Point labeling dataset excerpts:
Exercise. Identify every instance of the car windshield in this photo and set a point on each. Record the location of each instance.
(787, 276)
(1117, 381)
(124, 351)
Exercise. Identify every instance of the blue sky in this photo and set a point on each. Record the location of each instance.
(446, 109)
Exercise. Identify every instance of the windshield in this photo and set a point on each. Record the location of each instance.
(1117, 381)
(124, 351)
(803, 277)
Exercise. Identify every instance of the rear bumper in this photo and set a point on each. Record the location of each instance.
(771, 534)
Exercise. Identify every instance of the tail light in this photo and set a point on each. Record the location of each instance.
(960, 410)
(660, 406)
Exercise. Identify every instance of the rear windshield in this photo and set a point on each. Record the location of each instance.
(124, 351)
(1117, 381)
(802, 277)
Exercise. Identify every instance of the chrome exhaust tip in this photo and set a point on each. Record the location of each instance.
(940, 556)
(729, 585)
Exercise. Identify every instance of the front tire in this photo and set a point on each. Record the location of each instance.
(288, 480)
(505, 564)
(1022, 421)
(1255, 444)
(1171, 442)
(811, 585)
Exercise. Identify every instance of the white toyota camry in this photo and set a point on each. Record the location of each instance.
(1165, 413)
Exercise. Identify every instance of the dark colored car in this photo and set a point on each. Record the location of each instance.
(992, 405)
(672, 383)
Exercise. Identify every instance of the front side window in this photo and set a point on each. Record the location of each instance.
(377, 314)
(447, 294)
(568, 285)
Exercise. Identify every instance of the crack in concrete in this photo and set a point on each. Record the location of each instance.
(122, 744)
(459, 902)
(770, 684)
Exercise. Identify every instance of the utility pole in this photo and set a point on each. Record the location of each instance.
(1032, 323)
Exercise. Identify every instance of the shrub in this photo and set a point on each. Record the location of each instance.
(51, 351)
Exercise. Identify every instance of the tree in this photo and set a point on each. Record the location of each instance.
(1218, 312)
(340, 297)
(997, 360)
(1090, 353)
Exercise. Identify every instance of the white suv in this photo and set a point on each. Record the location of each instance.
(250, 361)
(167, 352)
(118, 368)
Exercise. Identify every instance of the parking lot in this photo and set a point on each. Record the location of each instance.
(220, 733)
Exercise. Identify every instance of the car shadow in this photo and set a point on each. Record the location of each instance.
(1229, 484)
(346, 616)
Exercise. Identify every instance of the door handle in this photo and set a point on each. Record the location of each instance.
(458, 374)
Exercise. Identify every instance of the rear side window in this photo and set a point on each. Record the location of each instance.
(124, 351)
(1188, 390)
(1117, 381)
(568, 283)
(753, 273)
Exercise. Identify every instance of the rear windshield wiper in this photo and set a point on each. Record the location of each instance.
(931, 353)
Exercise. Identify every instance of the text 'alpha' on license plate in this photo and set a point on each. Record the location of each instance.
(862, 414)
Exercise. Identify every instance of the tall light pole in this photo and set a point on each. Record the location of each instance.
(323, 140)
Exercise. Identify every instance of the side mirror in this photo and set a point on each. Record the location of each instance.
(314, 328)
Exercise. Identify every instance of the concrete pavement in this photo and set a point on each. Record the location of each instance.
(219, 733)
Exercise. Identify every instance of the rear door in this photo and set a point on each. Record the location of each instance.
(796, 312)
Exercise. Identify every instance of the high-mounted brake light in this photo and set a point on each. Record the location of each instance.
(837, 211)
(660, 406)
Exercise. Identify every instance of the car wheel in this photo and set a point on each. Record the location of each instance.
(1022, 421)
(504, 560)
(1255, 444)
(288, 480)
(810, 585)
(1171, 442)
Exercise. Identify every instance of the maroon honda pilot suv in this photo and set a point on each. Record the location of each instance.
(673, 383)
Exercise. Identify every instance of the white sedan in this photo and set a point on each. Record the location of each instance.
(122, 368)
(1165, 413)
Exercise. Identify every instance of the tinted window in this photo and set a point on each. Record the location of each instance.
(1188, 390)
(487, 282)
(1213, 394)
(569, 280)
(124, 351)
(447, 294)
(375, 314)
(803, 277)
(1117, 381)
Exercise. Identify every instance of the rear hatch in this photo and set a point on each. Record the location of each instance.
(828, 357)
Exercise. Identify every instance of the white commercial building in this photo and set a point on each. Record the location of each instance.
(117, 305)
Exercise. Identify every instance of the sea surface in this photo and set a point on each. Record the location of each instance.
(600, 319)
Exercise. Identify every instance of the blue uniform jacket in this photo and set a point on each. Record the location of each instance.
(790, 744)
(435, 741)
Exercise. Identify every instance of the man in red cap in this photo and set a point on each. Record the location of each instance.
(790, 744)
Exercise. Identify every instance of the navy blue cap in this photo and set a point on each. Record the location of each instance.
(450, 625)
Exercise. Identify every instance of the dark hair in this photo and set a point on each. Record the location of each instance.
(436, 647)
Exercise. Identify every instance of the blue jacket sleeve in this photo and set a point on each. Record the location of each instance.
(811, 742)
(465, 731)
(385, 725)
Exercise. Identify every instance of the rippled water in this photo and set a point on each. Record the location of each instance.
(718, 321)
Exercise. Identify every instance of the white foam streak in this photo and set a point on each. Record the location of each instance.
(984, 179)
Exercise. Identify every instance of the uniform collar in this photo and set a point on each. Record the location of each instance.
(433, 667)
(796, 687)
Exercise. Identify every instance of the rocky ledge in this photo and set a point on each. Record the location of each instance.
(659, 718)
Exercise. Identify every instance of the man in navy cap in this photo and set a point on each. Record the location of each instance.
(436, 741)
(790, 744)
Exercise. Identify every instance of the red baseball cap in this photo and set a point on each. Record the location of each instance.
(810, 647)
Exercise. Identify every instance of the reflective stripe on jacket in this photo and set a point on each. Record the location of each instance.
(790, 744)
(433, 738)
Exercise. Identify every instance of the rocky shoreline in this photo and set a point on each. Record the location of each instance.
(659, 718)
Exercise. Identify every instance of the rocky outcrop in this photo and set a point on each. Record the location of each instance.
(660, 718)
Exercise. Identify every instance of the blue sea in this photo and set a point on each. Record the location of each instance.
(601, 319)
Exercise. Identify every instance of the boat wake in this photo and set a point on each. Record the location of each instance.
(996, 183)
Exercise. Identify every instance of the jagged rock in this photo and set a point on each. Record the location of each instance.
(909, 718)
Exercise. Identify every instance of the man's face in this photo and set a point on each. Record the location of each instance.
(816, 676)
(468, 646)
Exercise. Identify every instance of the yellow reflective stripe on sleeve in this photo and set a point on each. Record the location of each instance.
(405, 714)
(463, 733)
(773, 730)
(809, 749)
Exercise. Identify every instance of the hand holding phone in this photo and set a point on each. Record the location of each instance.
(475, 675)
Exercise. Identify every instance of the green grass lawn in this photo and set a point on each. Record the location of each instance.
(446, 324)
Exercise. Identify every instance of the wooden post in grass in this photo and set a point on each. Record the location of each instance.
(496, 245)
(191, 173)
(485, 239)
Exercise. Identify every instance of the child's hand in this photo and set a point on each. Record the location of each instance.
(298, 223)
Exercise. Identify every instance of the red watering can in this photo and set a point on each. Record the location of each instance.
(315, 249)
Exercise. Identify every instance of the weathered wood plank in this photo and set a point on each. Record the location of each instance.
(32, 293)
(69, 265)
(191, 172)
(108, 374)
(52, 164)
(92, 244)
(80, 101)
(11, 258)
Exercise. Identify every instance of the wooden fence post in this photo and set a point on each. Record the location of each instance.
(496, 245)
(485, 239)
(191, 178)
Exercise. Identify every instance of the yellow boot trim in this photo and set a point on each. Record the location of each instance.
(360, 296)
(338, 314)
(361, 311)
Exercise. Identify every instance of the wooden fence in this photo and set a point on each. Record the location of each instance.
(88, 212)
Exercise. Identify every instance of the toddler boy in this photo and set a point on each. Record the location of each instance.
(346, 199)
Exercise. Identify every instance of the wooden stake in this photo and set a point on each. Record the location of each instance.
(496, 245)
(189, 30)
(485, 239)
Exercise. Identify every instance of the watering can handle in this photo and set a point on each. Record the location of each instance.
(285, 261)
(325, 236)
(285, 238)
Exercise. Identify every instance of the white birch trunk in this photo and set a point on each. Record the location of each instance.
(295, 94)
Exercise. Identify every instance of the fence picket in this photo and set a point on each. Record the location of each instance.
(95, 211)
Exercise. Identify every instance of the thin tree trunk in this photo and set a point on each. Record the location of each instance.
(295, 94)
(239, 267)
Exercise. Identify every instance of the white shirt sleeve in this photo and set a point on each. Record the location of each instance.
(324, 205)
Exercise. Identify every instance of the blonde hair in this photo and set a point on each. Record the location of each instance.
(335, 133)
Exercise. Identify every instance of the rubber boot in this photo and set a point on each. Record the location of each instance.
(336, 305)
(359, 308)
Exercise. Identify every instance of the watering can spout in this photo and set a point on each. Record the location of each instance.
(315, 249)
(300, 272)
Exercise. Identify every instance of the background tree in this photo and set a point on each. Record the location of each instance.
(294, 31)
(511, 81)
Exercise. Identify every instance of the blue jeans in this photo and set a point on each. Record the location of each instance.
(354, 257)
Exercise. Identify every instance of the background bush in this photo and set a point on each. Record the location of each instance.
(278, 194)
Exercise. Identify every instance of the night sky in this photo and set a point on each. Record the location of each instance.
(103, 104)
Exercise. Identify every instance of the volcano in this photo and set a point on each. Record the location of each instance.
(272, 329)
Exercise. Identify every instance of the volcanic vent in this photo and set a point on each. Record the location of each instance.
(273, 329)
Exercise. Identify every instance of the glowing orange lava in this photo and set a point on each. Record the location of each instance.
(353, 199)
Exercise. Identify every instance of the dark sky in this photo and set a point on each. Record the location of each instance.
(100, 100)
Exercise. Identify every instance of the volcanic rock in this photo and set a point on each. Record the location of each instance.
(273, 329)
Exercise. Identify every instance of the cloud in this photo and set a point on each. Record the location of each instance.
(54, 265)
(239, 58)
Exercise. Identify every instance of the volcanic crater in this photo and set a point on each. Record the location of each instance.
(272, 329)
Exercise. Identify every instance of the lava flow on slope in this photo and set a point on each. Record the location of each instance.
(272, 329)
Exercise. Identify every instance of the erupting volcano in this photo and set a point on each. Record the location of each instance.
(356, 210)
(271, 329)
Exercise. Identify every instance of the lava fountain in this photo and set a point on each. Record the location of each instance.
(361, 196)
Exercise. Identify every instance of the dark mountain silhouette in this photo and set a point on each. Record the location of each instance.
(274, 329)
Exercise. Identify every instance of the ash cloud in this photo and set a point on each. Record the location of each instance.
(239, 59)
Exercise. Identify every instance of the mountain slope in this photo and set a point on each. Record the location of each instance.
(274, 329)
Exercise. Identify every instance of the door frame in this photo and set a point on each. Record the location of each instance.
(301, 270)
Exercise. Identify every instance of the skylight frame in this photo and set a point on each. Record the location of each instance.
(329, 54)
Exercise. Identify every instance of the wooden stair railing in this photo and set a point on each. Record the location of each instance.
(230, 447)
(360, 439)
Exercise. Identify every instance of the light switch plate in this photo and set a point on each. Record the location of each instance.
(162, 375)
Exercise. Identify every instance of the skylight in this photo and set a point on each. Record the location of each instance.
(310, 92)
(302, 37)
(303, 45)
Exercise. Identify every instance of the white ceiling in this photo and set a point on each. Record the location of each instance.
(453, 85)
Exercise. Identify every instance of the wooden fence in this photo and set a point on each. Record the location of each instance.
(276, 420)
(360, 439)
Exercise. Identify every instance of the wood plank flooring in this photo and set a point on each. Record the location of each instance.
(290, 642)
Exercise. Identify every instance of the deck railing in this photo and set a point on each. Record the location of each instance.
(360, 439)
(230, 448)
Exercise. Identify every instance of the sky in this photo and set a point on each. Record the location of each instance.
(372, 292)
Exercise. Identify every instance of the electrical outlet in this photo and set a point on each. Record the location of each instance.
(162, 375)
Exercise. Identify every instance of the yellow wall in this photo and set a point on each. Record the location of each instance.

- SHORT PROBLEM:
Beginning with the line that contains "Exercise. Identify every instance of the door frame", repeat every line through the end of the records and nothing more.

- IN RESPONSE:
Exercise. Identify every instance of the door frame in this photo and set a point on each. Record the location of each instance.
(301, 270)
Exercise. Identify every instance of the skylight frame in this photo and set a point on each. Record the location of each instance.
(329, 54)
Exercise. Identify every instance of the wooden stair railing in this photo and set a point on each. Record the location of each instance.
(230, 447)
(360, 439)
Exercise. Identify every instance of the light switch plate in this photo and set a point on each. Record the location of each instance.
(162, 375)
Exercise. Identify every instance of the skylight in this photo and set a point on each. Record the location of each instance.
(310, 92)
(302, 37)
(303, 45)
Exercise. Identify every instance of the white ceiling in this photo and set a point on each. Record the location of each instance.
(453, 85)
Exercise. Identify every instance of the wooden fence in this photo and set a point on each. Record the location of each instance.
(276, 420)
(360, 439)
Exercise. Identify every instance of the wood plank flooring in this photo and set a point on each. Record the location of each instance.
(290, 642)
Exercise. Identify every instance of the deck railing in this photo and set a point on each. Record the location of each instance.
(360, 439)
(230, 448)
Exercise. Identify every instance of the sky in this photo and set a point on each. Record the location of each instance.
(372, 292)
Exercise. Identify every instance of the electrical outlet in this photo and set a point on each. Record the location of each instance.
(162, 375)
Exercise. Identify every instance of the yellow wall in this photo and set a point on each. Record the location of each instance.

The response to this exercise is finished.